To ensure that councillors do not benefit from an unlimited tax relief, the exemption will be limited to the statutory approved rates where qualifying payments are made to a councillor for travel in their own vehicle. This will make the rules clearer and more consistent for local authorities and councillors. The measure will affect only the tax liability of elected or appointed councillors who currently receive taxable home-to-work travel expenses.
How many councillors does the Minister anticipate will benefit from these changes?
I think the numbers are difficult to calculate because they will depend on the particular arrangements that councillors wish to pursue and whether they claim or not. We received representations from a large number of councils—particularly county councils—that said the change would be welcomed.
I should have said that I am still an elected member of the Redbridge London Borough Council, albeit an unpaid one. The reason I ask is that, although I agree with the Minister’s case about fairness to local councillors, I wonder how he squares that with, for example, the changes the Government made to local government pensions, which meant that such people—in particular, leaders, mayors and cabinet members, who often give up their full-time work—are no longer eligible for the local government pension scheme. Surely these changes, which I do not think will apply to many authorities because many do not reimburse councillors for any journeys, are pretty small beer compared with the previous Government’s changes.
I do not know if the hon. Gentleman is advocating reversal of the changes made in the previous Parliament to pensions for councillors. I would argue that there is a degree of consistency with those changes. Councillors do not perform a job in the normal sense of most people in employment, so we argued in the previous Parliament that for them to have the same pension provision as most employees would not be appropriate. It is right to have a special regime that is not the same as that applied to people in employment with regard to travel expenses, and that is why we have brought in this measure.
Following on from the intervention by the hon. Member for Ilford North, I spent 11 years as a district councillor and several of those in cabinet. There always seemed an anomaly to me. I never joined the local government pension scheme and I always thought it was rather incorrect for councillors to be allowed to do so, because it equated their position with that of local government staff, rather than elected volunteers. The Government are to be congratulated. There were many in local government—possibly the silent majority—who welcomed that decision and had been rather embarrassed by being allowed to be members of that pension fund.
My hon. Friend makes a good point. It is not my purpose to reopen the debate on pensions and local councillors, however tempting that might be, but I am grateful for my hon. Friend’s intervention.
The clause will support councillors in the vital constitutional role they perform by exempting travel expenses paid by their local authorities from liability to income tax, and I hope it will stand part of the Bill.
I do not propose to spend a long time on this. I have never been a councillor but it would be seen as navel gazing for us as elected representatives to spend a long time on this clause. The Opposition support the clause because we want to encourage democracy and so that democratic parties can get the best candidates, and this measure is all part of that spectrum.
I would like the Minister to clarify one point. He referred to journeys by public transport. I apologise that I was not concentrating enough when he made that reference. My understanding from the Chartered Institute of Taxation is that this change would not cover travel by public transport. If public transport travel is not covered, will the Minister please explain why? Will he also say whether, for example, a mayor who travelled by bicycle might claim these expenses?
I am grateful to the hon. Gentleman for his support for the clause. It is always good to see a consensus on supporting democracy. As I said earlier, the provision does apply to public transport, so the hon. Gentleman can be reassured that there is nothing that would discourage people using public transport. The provision will apply to public transport or where a councillor uses their own vehicle.
I am afraid that I do not think that the travel expenses regime will apply to bicycling. I sense that the hon. Gentleman has his first campaigning issue to get his teeth into as a Front Bencher.

Records from a data collection

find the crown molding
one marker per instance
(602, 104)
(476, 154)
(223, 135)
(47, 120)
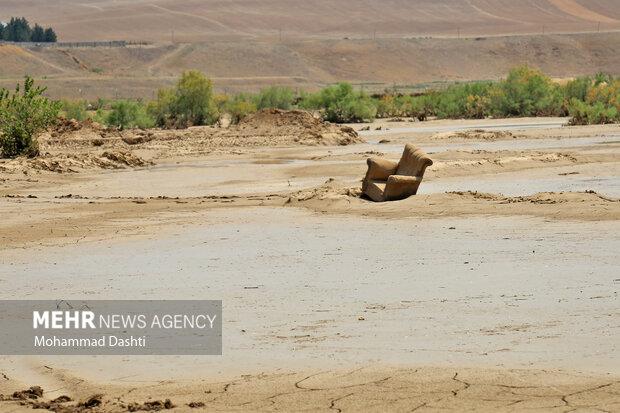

- **Stated task A**:
Answer each question using the debate excerpt.
(i) When a councillor is paid for travel in their own vehicle, what limit applies to the exemption?
(ii) Of which council is one speaker still an elected, unpaid member?
(iii) How many years did another speaker spend as a district councillor?
- **Stated task B**: According to the debate excerpt, why did the Government argue in the previous Parliament that councillors should not have the same pension provision as most employees?
- **Stated task C**: Copy the passage of the debate excerpt between "My hon. Friend makes" and "hon. Friend’s intervention.", inclusive.
This material comes from a separate source.

- **Output A**:
(i) The statutory approved rates.
(ii) The Redbridge London Borough Council.
(iii) 11 years.

- **Output B**: The Minister states that councillors do not perform a job in the normal sense of most people in employment. Giving them the same pension provision as most employees would therefore not be appropriate.

- **Output C**:
My hon. Friend makes a good point. It is not my purpose to reopen the debate on pensions and local councillors, however tempting that might be, but I am grateful for my hon. Friend’s intervention.